▸ TASK TO CARRY OUT: Quote the data below in full, please, without altering anything.

-------- GIVEN ENTRIES

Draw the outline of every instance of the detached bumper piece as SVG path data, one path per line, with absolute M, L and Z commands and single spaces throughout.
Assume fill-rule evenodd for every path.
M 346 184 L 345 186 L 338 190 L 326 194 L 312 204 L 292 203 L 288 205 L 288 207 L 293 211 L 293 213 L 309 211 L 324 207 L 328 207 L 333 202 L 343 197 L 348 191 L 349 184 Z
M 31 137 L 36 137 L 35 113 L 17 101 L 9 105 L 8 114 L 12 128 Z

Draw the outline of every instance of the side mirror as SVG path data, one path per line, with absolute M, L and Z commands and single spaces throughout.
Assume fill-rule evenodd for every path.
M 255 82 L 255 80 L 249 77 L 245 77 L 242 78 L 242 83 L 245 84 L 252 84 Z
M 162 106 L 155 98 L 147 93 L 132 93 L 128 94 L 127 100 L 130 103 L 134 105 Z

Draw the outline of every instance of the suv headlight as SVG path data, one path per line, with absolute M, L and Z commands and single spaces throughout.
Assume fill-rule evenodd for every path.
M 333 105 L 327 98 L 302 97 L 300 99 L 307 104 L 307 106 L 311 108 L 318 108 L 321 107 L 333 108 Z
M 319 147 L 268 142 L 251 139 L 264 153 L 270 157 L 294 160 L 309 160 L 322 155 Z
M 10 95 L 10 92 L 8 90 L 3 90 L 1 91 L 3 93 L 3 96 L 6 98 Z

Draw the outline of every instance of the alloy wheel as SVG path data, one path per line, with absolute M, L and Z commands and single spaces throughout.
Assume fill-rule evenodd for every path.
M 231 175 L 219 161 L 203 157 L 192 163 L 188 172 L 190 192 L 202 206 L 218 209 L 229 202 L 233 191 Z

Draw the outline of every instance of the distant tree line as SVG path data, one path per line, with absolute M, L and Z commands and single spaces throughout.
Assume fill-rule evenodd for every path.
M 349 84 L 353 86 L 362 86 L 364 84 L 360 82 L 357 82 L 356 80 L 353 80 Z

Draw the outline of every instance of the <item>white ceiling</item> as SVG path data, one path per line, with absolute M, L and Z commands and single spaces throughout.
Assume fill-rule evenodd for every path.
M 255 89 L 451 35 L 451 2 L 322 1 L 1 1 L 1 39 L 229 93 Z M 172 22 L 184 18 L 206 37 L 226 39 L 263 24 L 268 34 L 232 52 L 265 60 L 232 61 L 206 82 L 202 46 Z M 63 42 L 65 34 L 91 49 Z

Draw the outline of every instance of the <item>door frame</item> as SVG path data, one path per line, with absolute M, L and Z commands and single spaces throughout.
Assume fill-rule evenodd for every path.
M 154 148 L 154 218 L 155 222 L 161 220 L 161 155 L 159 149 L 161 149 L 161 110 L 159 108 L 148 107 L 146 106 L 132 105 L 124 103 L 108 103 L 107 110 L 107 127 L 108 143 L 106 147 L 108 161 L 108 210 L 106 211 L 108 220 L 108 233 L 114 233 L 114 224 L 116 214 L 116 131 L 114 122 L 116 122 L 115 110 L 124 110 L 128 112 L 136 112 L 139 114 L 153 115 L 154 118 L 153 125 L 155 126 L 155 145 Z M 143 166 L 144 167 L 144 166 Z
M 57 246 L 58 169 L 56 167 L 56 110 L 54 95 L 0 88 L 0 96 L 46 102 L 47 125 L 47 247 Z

----------------

▸ CORRECT RESULT:
Draw the outline of every instance of the detached bumper piece as SVG path data, one path per line, with absolute M, L and Z commands and single spaces throughout.
Assume fill-rule evenodd for every path.
M 346 184 L 345 186 L 338 190 L 326 194 L 312 204 L 292 203 L 288 205 L 288 207 L 293 211 L 293 213 L 309 211 L 324 207 L 328 207 L 333 202 L 343 197 L 348 191 L 349 184 Z
M 31 137 L 36 137 L 35 113 L 17 101 L 9 105 L 8 114 L 12 128 Z

Draw the outline of every instance of the side mirror as SVG path data, one path per line, with absolute M, L and Z commands and single spaces throughout.
Assume fill-rule evenodd for every path.
M 255 82 L 255 80 L 249 77 L 245 77 L 242 78 L 242 83 L 245 84 L 252 84 Z
M 162 106 L 155 98 L 147 93 L 132 93 L 128 94 L 127 100 L 130 103 L 134 105 Z

Draw the outline of every instance of the suv headlight as SVG path data, one path per line, with absolute M, L and Z commands and single spaces throughout.
Assume fill-rule evenodd for every path.
M 333 105 L 327 98 L 302 97 L 300 99 L 307 104 L 307 106 L 311 108 L 318 108 L 321 107 L 333 108 Z
M 319 147 L 268 142 L 251 139 L 264 153 L 270 157 L 294 160 L 309 160 L 322 155 Z
M 10 95 L 10 92 L 8 90 L 3 90 L 1 91 L 3 93 L 3 96 L 6 98 Z

Draw the outline of every instance of the alloy wheel as SVG path data, one path per line, with absolute M, L and Z commands and single spaces throughout.
Assume fill-rule evenodd for every path.
M 231 175 L 219 161 L 203 157 L 192 163 L 188 172 L 190 192 L 202 206 L 218 209 L 229 202 L 233 191 Z

Draw the outline of every instance of the distant tree line as SVG path data, one path per line, with absolute M, L and Z commands and single spaces throughout.
Assume fill-rule evenodd for every path.
M 349 84 L 353 86 L 362 86 L 364 84 L 360 82 L 357 82 L 356 80 L 353 80 Z

Draw the outline of every instance of the <item>white ceiling</item> as SVG path data, one path per line, with absolute M, L and Z commands and single spaces throughout.
Assume fill-rule evenodd for every path.
M 255 89 L 451 35 L 451 2 L 322 1 L 1 1 L 1 39 L 229 93 Z M 172 22 L 184 18 L 206 37 L 226 39 L 263 24 L 268 34 L 232 52 L 265 60 L 232 61 L 206 82 L 202 46 Z M 63 42 L 65 34 L 91 49 Z

Draw the outline of every instance of the <item>door frame</item> as SVG path data, one path per line, with absolute M, L and Z commands and single spaces throughout.
Assume fill-rule evenodd for every path.
M 154 148 L 154 218 L 155 222 L 161 220 L 161 155 L 159 149 L 161 149 L 161 110 L 159 108 L 148 107 L 146 106 L 132 105 L 124 103 L 108 103 L 107 110 L 107 127 L 108 143 L 106 147 L 108 161 L 108 210 L 106 211 L 108 220 L 108 233 L 114 233 L 114 224 L 116 214 L 116 131 L 114 122 L 116 122 L 115 110 L 124 110 L 128 112 L 136 112 L 139 114 L 153 115 L 154 118 L 153 125 L 155 126 L 155 145 Z M 143 166 L 144 167 L 144 166 Z
M 57 246 L 58 169 L 56 167 L 56 110 L 54 95 L 0 88 L 0 96 L 46 102 L 47 125 L 47 247 Z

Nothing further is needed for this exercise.